Passage to read:

§

If you've spent any time researching proprietary trading firms, you've almost certainly come across rankings that sort companies by monthly website traffic. Tools like SimilarWeb have become the go-to source for these numbers, and review sites regularly publish leaderboards based on who gets the most visits. It sounds like a reasonable signal: the more traders visiting a site, the more trustworthy it must be, right?
Not necessarily. While website traffic can tell you something about a prop firm's visibility, treating it as a proxy for legitimacy is a mistake that too many aspiring traders make. Here's why — and what you should pay attention to instead.
Yes, Website Traffic Can Be Manipulated
Let's address the question head-on: website traffic numbers absolutely can be inflated, gamed, and fabricated. According to industry research, bots account for nearly half of all internet traffic, with a significant portion of that being malicious or deceptive in nature. A whole market has emerged around making domains appear more popular in analytics platforms. Agencies offer services specifically designed to inflate SimilarWeb metrics, ranging from cheap bot blasts to more sophisticated campaigns that mimic real user behavior.
For prop firms competing in a crowded market, the incentive is obvious. Higher traffic numbers mean higher rankings on review sites, which in turn drive more sign-ups. Some firms invest in genuine marketing and content. Others take shortcuts.

§

Data:
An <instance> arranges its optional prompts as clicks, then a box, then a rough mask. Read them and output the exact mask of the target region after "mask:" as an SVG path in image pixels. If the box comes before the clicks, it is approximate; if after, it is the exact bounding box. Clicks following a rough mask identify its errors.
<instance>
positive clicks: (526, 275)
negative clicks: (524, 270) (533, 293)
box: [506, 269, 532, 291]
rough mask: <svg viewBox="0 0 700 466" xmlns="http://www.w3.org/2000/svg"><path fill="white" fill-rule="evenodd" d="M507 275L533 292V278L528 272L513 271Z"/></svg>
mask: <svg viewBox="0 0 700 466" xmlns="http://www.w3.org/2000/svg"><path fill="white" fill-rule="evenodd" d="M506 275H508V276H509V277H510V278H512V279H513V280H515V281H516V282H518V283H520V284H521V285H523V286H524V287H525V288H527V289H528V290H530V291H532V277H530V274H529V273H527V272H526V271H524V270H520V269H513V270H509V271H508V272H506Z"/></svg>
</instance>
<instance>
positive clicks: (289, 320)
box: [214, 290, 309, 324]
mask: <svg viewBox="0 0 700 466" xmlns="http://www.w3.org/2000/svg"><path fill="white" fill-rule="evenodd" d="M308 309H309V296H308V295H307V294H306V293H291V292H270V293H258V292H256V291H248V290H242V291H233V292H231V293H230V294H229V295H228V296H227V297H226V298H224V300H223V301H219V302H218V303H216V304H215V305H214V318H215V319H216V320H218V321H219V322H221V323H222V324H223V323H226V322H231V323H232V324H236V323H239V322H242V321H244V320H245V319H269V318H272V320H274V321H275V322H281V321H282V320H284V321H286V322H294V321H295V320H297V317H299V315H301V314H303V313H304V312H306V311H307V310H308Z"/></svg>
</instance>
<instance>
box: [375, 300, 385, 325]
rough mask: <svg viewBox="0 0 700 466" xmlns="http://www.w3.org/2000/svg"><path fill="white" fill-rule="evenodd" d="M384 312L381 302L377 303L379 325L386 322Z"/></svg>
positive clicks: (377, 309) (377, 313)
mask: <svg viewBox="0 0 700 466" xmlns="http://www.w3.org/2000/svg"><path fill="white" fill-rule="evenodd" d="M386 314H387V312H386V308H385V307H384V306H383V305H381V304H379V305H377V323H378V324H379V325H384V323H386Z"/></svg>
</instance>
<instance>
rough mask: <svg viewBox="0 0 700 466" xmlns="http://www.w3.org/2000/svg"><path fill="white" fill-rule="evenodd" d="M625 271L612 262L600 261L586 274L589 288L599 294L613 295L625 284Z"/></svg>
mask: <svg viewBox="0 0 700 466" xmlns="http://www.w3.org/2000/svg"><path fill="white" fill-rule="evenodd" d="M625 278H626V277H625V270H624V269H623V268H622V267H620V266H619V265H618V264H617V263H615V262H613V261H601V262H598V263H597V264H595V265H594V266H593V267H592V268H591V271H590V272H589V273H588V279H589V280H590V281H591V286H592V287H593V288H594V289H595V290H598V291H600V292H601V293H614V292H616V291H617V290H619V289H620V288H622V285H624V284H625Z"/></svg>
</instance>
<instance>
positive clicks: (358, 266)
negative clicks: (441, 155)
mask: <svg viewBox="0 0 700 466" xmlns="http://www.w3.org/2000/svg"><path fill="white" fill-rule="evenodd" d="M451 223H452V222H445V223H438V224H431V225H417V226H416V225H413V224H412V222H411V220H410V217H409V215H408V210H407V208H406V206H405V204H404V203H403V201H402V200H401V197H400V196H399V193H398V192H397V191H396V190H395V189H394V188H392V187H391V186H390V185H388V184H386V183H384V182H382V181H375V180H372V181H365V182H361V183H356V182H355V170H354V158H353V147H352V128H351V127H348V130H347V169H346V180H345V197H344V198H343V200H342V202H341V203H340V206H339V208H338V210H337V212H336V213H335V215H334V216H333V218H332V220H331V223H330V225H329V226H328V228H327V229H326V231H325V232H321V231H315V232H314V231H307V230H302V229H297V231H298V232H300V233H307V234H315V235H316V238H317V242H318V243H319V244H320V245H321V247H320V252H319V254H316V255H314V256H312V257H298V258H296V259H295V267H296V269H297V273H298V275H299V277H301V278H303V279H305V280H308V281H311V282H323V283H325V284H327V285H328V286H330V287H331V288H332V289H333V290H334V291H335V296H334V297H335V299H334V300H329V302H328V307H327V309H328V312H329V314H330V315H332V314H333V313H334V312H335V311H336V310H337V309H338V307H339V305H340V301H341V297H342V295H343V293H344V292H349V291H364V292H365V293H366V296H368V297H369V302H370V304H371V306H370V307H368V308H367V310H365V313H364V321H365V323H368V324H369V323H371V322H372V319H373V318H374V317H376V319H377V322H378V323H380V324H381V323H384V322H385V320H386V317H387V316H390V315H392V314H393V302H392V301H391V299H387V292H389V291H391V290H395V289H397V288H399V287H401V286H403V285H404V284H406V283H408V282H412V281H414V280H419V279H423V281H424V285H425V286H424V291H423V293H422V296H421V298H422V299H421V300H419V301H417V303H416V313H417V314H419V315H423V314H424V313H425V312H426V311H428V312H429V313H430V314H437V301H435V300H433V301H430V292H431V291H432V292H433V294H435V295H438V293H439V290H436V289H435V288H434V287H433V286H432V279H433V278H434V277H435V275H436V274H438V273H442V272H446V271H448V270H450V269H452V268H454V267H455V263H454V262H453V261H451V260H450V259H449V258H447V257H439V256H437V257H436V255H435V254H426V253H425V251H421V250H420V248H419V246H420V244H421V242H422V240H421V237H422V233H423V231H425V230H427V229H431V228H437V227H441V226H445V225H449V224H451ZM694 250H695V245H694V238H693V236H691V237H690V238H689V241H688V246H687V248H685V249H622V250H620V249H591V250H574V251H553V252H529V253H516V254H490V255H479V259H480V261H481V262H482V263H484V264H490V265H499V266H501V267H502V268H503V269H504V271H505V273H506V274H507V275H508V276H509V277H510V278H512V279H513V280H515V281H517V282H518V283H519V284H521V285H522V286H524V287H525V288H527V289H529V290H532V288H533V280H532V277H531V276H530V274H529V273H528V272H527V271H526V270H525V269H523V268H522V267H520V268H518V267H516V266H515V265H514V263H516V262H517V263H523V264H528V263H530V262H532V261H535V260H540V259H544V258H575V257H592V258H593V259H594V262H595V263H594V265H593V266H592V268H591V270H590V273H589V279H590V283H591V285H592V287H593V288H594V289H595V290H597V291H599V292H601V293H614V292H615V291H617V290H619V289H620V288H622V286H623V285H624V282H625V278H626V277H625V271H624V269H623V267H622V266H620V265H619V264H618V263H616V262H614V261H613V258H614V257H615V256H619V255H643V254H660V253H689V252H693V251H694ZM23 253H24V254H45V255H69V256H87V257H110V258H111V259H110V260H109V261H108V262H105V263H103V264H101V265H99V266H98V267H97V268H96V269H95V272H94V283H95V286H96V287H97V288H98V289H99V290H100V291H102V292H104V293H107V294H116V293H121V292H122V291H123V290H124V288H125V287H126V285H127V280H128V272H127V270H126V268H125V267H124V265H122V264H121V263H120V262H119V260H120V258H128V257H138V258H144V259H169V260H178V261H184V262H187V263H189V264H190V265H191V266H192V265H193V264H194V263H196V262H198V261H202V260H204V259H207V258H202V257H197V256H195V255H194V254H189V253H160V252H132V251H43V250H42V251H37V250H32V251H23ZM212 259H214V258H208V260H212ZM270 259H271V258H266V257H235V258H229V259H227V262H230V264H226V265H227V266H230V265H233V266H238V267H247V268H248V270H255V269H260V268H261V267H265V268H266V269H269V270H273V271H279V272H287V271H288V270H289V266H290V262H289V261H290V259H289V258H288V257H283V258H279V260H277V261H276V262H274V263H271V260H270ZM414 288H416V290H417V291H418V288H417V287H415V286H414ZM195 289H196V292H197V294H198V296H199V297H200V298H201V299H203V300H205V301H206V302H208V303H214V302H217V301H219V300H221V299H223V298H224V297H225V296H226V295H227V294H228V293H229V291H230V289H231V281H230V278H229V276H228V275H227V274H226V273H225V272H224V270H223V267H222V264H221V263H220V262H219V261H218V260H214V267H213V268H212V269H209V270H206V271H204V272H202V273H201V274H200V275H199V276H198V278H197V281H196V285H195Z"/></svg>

§

Questions:
A: From the passage on prop firm traffic rankings, return everything from "Yes, Website Traffic" down to "real user behavior." word for word.
B: Translate this sentence from the passage on prop firm traffic rankings into Spanish: "Some firms invest in genuine marketing and content."
Rely only on the text for these tasks, not on the records.

Problem solutions:
A:
Yes, Website Traffic Can Be Manipulated
Let's address the question head-on: website traffic numbers absolutely can be inflated, gamed, and fabricated. According to industry research, bots account for nearly half of all internet traffic, with a significant portion of that being malicious or deceptive in nature. A whole market has emerged around making domains appear more popular in analytics platforms. Agencies offer services specifically designed to inflate SimilarWeb metrics, ranging from cheap bot blasts to more sophisticated campaigns that mimic real user behavior.

B: Algunas empresas invierten en marketing y contenido genuinos.